AIM A »
Reproduce every line of the records below, including the requests, but add -36 to each x and y coordinate in the answer points only, leaving the requests and their format samples unchanged. Omit the pictures from your output.

I Was a Personal Trainer That Hated Working Out
I was around 12 years old when a family member commented on my weight. It completely turned my life upside down. I started obsessing over my appearance, the food I ate and I felt obligated to exercise to burn calories. Yes, even at 12 years old.
Trips at the park or walks with my family were no longer about having fun, they were about the calories burned.
When I was in high school, I used to do workouts on YouTube or Jillian Michaels DVD’s after school. I used to have a specific plan: Monday I’m doing a HIIT workout, Tuesday I’m doing an upper body workout, Wednesday is core… you get the point. If I went astray from that schedule I was ridden with guilt and it messed up the rest of my week.
Fortunately, I found a YouTube channel that I used religiously that wasn’t too ridden with diet culture which probably avoided an even worse relationship with exercise. That channel actually taught me a lot about exercise, good form and helped my love for exercise flourish.
Speaking of loving exercise… I’ve never been good at team sports and didn’t particularly like them. I played soccer and basketball when I was younger but quickly realized that team sports aren’t my thing. However, when I look back, I realize that I did pretty well in my swimming lessons and in track and field. Also, when I started exercising using YouTube videos or when we used the weight machines in our school gym for PE, I finally found a way to exercise that I felt comfortable doing and that I actually enjoyed. Clearly, individual sports are more my thing!

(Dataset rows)
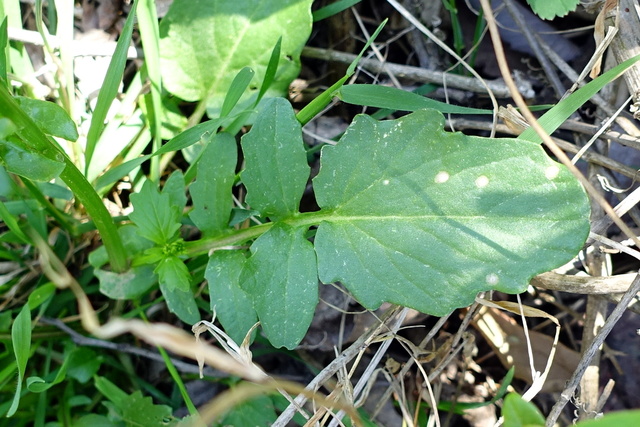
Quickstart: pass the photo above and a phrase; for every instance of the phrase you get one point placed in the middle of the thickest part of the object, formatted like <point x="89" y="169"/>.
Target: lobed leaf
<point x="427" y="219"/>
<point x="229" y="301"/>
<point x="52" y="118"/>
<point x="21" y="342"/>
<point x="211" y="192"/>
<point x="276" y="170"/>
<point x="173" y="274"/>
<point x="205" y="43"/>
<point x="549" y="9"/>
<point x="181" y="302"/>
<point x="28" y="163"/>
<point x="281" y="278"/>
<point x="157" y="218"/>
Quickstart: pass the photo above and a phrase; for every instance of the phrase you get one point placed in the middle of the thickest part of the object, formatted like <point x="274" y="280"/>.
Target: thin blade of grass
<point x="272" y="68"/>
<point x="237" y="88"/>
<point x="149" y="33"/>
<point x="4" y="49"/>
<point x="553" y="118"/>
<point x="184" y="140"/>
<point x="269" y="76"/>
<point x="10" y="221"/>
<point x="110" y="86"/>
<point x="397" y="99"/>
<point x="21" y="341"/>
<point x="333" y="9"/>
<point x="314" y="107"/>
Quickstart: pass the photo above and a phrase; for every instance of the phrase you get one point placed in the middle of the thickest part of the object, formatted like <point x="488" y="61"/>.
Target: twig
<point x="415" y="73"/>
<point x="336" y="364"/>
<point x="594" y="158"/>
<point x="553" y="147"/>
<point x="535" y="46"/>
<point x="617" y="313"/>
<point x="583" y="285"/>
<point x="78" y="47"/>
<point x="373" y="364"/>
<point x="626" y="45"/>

AIM B »
According to the personal trainer essay, how old was the writer when a family member commented on their weight?

CORRECT OUTPUT A »
Quickstart: pass the photo above and a phrase; for every instance of the phrase you get one point placed in the middle of the thickest part of the object, formatted like <point x="89" y="169"/>.
Target: lobed leaf
<point x="391" y="183"/>
<point x="193" y="265"/>
<point x="16" y="82"/>
<point x="-15" y="306"/>
<point x="175" y="156"/>
<point x="240" y="134"/>
<point x="137" y="238"/>
<point x="169" y="7"/>
<point x="513" y="-27"/>
<point x="145" y="266"/>
<point x="-8" y="127"/>
<point x="245" y="242"/>
<point x="121" y="182"/>
Quickstart: pass the photo above and a phrase; for every instance of the phrase you get one point placed in the middle of the thickest part of the object, formatted like <point x="274" y="280"/>.
Target: thin blade of grass
<point x="236" y="32"/>
<point x="201" y="52"/>
<point x="113" y="-3"/>
<point x="-32" y="13"/>
<point x="517" y="82"/>
<point x="148" y="104"/>
<point x="233" y="40"/>
<point x="-26" y="185"/>
<point x="74" y="50"/>
<point x="361" y="63"/>
<point x="-15" y="305"/>
<point x="297" y="-27"/>
<point x="278" y="71"/>
Quickstart: pass the photo above and a phrase; for every instance of the phrase you get one point placed in the middle of the thickest part of the object, formatted like <point x="488" y="61"/>.
Target: twig
<point x="379" y="37"/>
<point x="300" y="328"/>
<point x="558" y="122"/>
<point x="517" y="111"/>
<point x="499" y="10"/>
<point x="581" y="277"/>
<point x="547" y="249"/>
<point x="42" y="11"/>
<point x="337" y="328"/>
<point x="590" y="9"/>

CORRECT OUTPUT B »
Around 12 years old.